▶ [Work to complete]
Continue the Bayesian network method documentation below from its last line.

▶ [Reading passage]
Finalize the topology of the model.

Assign a numerical index to every state and create the underlying arrays corresponding to the states and edges between the states. This method must be called before any of the probability-calculating methods. This includes converting conditional probability tables into joint probability tables and creating a list of both marginal and table nodes.

Parameters:	None
Returns:	None

clear_summaries()¶: Clear the summary statistics stored in the object.

copy()¶

Return a deep copy of this distribution object.

This object will not be tied to any other distribution or connected in any form.

Parameters:	None
Returns:	distribution : Distribution A copy of the distribution with the same parameters.

dense_transition_matrix()¶: Returns the dense transition matrix. Useful if the transitions of somewhat small models need to be analyzed.

edge_count()¶: Returns the number of edges present in the model.

fit()¶

Fit the model to data using MLE estimates.

Fit the model to the data by updating each of the components of the model, which are univariate or multivariate distributions. This uses a simple MLE estimate to update the distributions according to their summarize or fit methods.

This is a wrapper for the summarize and from_summaries methods.

Parameters:

X : array-like, shape (n_samples, n_nodes): The data to train on, where each row is a sample and each column corresponds to the associated variable.
weights : array-like, shape (n_nodes), optional: The weight of each sample as a positive double. Default is None.
inertia : double, optional: The inertia for updating the distributions, passed along to the distribution method. Default is 0.0.
pseudocount : double, optional: A pseudocount to add to the emission of each distribution. This effectively smoothes the states to prevent 0. probability symbols if they don’t happen to occur in the data. Only effects hidden Markov models defined over discrete distributions. Default is 0.
verbose : bool, optional: Whether or not to print out improvement information over iterations. Only required if doing semisupervised learning. Default is False.
n_jobs : int: The number of jobs to use to parallelize, either the number of threads or the number of processes to use. -1 means use all available resources. Default is 1.

Returns:

self : BayesianNetwork: The fit Bayesian network object with updated model parameters.

freeze()¶: Freeze the distribution, preventing updates from occuring.

from_json()¶

Read in a serialized Bayesian Network and return the appropriate object.

▶ [Supplied entries]
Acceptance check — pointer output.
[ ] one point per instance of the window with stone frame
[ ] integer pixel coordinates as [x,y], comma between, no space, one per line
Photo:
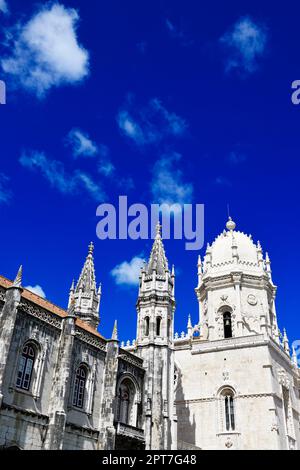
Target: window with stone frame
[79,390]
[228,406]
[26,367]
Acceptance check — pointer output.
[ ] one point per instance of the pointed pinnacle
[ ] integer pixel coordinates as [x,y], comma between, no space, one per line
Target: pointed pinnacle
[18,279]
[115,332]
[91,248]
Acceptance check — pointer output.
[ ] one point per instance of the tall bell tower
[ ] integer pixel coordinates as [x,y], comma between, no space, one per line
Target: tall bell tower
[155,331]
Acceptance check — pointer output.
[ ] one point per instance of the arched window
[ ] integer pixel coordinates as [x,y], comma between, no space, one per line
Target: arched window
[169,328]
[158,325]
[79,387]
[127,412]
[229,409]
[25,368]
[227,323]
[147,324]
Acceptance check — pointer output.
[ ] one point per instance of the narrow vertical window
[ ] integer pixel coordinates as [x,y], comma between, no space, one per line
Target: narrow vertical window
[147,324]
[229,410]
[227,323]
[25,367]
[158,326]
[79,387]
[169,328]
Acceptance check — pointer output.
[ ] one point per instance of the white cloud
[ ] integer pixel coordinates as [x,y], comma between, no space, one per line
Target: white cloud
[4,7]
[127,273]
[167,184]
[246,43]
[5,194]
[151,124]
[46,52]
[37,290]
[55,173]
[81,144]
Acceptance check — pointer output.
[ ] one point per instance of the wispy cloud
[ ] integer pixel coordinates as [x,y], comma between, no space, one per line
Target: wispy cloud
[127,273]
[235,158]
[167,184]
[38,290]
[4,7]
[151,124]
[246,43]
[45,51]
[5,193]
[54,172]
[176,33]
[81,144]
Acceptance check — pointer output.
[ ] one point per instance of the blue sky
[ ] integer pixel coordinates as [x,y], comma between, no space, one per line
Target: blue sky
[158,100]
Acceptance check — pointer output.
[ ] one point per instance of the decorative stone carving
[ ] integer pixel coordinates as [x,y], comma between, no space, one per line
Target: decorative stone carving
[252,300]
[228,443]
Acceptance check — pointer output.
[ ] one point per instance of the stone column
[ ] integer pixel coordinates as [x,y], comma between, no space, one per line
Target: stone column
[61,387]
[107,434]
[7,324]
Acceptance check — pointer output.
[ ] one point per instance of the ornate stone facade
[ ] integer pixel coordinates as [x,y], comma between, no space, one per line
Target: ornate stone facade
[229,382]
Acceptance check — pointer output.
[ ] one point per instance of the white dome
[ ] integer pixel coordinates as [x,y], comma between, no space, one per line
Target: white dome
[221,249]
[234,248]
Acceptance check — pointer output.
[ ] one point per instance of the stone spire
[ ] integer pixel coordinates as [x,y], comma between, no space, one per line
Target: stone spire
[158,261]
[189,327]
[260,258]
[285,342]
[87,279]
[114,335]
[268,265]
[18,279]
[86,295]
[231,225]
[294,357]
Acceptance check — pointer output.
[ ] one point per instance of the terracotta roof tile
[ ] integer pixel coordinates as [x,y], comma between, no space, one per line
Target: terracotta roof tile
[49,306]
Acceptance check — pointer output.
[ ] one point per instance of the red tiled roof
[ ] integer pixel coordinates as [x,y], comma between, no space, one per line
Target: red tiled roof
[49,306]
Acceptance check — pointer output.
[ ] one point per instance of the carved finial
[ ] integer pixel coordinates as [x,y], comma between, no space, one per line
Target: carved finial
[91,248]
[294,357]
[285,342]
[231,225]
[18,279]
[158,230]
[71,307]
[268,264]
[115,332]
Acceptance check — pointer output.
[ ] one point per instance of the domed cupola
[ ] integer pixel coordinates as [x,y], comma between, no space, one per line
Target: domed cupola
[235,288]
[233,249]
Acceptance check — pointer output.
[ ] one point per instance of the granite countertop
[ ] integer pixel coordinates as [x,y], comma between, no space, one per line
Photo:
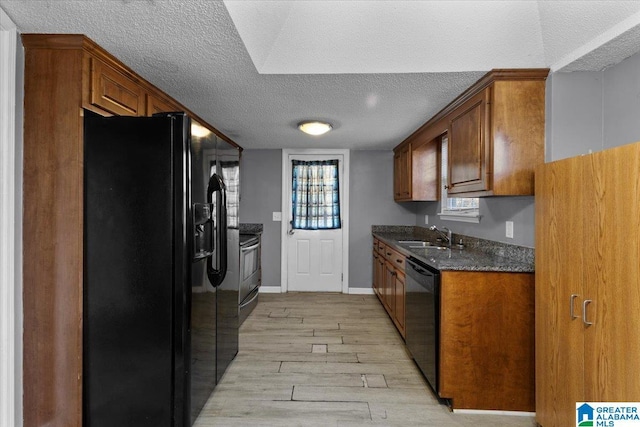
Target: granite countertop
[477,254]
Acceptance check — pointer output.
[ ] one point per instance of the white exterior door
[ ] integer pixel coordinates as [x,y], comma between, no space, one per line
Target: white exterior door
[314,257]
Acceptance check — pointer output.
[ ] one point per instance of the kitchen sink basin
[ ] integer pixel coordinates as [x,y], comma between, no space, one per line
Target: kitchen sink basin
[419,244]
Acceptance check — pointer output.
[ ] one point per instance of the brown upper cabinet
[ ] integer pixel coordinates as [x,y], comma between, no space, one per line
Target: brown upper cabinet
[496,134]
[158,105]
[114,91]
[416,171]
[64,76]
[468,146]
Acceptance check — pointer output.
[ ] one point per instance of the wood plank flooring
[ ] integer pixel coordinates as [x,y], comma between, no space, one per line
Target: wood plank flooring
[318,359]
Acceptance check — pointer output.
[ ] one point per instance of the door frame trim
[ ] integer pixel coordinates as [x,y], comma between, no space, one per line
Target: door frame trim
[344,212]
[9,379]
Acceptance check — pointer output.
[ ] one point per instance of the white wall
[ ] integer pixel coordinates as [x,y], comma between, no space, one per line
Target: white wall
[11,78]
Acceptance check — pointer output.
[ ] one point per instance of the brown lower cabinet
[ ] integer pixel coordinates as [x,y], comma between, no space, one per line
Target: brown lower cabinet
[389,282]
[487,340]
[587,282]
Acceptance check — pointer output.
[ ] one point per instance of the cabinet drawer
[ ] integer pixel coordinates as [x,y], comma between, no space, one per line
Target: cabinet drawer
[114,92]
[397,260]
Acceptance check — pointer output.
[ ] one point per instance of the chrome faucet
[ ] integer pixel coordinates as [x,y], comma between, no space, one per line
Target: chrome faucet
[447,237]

--

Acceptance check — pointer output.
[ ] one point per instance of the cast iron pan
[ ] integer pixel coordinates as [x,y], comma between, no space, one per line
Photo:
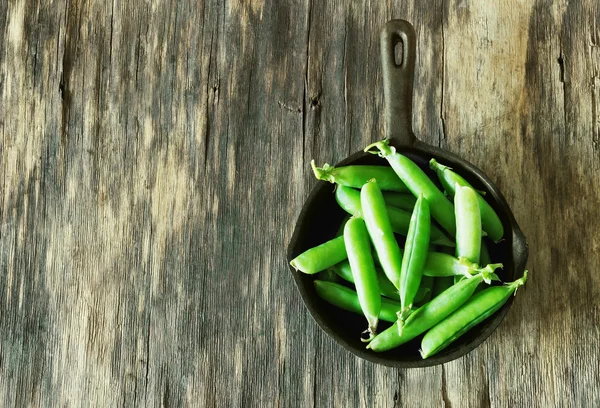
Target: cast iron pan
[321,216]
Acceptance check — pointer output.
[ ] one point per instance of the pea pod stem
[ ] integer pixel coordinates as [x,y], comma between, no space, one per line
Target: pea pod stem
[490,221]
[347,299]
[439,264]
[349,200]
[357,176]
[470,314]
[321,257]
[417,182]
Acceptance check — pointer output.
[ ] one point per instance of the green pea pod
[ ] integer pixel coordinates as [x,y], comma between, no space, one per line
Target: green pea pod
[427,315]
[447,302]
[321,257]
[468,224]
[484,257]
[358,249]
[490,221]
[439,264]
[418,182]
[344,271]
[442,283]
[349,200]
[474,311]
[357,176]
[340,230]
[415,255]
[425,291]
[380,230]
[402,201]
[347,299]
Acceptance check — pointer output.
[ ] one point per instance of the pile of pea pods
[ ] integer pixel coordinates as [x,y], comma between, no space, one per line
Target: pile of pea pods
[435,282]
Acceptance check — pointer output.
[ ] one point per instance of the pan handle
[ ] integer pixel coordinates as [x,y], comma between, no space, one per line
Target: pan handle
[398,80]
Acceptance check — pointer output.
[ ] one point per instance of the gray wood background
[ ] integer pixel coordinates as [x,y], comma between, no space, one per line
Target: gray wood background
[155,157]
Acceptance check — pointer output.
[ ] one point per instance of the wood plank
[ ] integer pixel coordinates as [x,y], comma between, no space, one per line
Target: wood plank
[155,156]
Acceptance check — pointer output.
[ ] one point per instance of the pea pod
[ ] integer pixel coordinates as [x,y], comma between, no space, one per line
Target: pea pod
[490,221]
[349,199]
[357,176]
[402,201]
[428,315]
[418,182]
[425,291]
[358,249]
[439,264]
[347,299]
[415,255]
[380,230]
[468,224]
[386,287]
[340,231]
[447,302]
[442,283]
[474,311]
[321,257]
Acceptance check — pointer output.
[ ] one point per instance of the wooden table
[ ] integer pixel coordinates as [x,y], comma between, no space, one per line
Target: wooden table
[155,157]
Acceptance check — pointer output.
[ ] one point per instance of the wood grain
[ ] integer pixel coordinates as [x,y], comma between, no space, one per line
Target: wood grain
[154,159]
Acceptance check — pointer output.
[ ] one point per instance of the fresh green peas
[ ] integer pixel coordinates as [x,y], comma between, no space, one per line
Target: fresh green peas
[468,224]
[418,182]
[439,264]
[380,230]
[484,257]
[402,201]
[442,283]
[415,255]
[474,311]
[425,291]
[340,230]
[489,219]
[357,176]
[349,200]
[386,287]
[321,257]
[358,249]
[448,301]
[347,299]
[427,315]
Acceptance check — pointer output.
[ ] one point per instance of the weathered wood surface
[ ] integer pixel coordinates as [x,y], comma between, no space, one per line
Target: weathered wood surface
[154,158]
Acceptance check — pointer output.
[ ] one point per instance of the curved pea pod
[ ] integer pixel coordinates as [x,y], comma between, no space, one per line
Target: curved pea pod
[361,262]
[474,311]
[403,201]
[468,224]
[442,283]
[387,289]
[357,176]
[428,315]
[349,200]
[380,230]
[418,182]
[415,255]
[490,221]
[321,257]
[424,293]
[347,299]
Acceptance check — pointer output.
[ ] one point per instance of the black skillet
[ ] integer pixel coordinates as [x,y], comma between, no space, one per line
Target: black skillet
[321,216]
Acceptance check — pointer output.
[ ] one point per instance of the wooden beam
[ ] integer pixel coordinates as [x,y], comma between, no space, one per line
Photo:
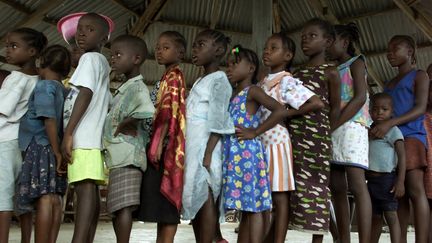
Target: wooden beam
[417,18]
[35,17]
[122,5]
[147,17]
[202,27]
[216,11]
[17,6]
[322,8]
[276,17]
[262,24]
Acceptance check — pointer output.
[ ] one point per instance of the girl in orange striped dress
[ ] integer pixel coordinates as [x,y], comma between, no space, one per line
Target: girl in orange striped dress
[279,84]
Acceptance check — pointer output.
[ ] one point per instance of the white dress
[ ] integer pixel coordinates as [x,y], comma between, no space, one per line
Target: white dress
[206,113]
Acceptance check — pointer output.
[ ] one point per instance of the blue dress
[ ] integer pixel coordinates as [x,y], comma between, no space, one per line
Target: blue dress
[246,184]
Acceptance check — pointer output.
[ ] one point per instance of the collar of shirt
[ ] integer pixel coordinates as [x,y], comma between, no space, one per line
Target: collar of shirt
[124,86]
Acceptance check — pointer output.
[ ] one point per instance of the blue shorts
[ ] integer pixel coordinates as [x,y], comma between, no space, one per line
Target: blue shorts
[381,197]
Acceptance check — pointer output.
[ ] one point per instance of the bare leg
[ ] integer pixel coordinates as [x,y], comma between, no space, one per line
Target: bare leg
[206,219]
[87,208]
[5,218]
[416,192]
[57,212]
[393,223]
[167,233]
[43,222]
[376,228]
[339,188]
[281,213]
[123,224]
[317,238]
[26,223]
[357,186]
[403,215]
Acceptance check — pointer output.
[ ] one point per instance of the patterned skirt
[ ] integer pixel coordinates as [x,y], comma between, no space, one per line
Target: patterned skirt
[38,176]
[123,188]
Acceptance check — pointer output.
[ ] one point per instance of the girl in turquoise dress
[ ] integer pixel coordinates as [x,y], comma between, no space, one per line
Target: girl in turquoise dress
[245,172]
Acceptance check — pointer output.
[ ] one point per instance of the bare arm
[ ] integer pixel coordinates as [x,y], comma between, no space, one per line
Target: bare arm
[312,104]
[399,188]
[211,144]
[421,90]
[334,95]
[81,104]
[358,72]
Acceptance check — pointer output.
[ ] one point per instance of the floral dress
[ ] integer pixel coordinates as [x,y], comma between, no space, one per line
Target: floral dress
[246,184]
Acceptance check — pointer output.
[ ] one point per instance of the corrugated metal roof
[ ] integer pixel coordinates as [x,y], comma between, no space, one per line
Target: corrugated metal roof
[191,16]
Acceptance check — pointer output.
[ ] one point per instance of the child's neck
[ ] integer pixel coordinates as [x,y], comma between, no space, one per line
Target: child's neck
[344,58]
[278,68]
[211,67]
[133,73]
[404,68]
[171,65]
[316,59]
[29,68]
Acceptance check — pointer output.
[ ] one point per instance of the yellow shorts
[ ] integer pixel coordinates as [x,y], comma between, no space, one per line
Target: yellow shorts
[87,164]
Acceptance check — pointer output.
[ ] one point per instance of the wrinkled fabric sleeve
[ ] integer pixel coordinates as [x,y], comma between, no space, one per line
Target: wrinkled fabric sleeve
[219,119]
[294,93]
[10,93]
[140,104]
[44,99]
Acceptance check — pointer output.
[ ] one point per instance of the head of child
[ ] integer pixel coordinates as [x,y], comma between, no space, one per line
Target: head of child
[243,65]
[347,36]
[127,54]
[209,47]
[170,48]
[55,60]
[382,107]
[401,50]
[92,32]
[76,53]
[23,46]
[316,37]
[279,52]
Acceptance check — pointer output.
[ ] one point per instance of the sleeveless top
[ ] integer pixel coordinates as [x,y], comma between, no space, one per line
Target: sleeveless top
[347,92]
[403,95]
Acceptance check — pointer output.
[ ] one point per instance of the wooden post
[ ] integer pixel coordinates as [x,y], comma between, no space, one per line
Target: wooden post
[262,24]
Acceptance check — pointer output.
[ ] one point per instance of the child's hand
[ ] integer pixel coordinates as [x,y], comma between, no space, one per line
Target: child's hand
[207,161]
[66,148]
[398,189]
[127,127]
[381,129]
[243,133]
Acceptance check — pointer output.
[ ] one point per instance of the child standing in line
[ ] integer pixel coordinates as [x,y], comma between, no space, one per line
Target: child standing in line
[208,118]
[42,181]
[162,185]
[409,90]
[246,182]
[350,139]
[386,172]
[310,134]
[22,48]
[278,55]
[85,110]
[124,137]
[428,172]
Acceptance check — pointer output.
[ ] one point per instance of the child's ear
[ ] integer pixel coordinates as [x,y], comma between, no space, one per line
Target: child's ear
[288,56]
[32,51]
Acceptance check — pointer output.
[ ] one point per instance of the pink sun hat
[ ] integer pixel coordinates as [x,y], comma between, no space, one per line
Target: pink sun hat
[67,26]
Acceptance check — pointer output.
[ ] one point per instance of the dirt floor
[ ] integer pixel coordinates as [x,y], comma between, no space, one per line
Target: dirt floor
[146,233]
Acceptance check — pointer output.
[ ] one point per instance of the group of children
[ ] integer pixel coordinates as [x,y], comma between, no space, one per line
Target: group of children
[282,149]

▶ [Answer to this problem]
Parameters:	s : str A JSON formatted string containing the file.
Returns:	model : object A properly initialized and baked model.

from_samples()¶

Learn the structure of the network from data.

Find the structure of the network from data using a Bayesian structure learning score. This currently enumerates all the exponential number of structures and finds the best according to the score. This allows weights on the different samples as well. The score that is optimized is the minimum description length (MDL).

Parameters:

X : array-like, shape (n_samples, n_nodes): The data to fit the structure too, where each row is a sample and each column corresponds to the associated variable.
weights : array-like, shape (n_nodes), optional: The weight of each sample as a positive double. Default is None.
algorithm : str, one of ‘chow-liu’, ‘greedy’, ‘exact’, ‘exact-dp’ optional: The algorithm to use for learning the Bayesian network. Default is ‘greedy’ that greedily attempts to find the best structure, and frequently can identify the optimal structure. ‘exact’ uses DP/A* to find the optimal Bayesian network, and ‘exact-dp’ tries to find the shortest path on the entire order lattice, which is more memory and computationally expensive. ‘exact’ and ‘exact-dp’ should give identical results, with ‘exact-dp’ remaining an option mostly for debugging reasons. ‘chow-liu’ will return the optimal tree-like structure for the Bayesian network, which is a very fast approximation but not always the best network.
max_parents : int, optional: The maximum number of parents a node can have. If used, this means using the k-learn procedure. Can drastically speed up algorithms. If -1, no max on parents. Default is -1.
root : int, optional: For algorithms which require a single root (‘chow-liu’), this is the root for which all edges point away from. User may specify which column to use as the root. Default is the first column.
constraint_graph : networkx.DiGraph or None, optional: A directed graph showing valid parent sets for each variable. Each node is a set of variables, and edges represent which variables can be valid parents of those variables. The naive structure learning task is just all variables in a single node with a self edge, meaning that you know nothing about
pseudocount : double, optional: A pseudocount to add to the emission of each distribution. This effectively smoothes the states to prevent 0. probability symbols if they don’t happen to occur in the data. Default is 0.
state_names : array-like, shape (n_nodes), optional: A list of meaningful names to be applied to nodes
name : str, optional: The name of the model. Default is None.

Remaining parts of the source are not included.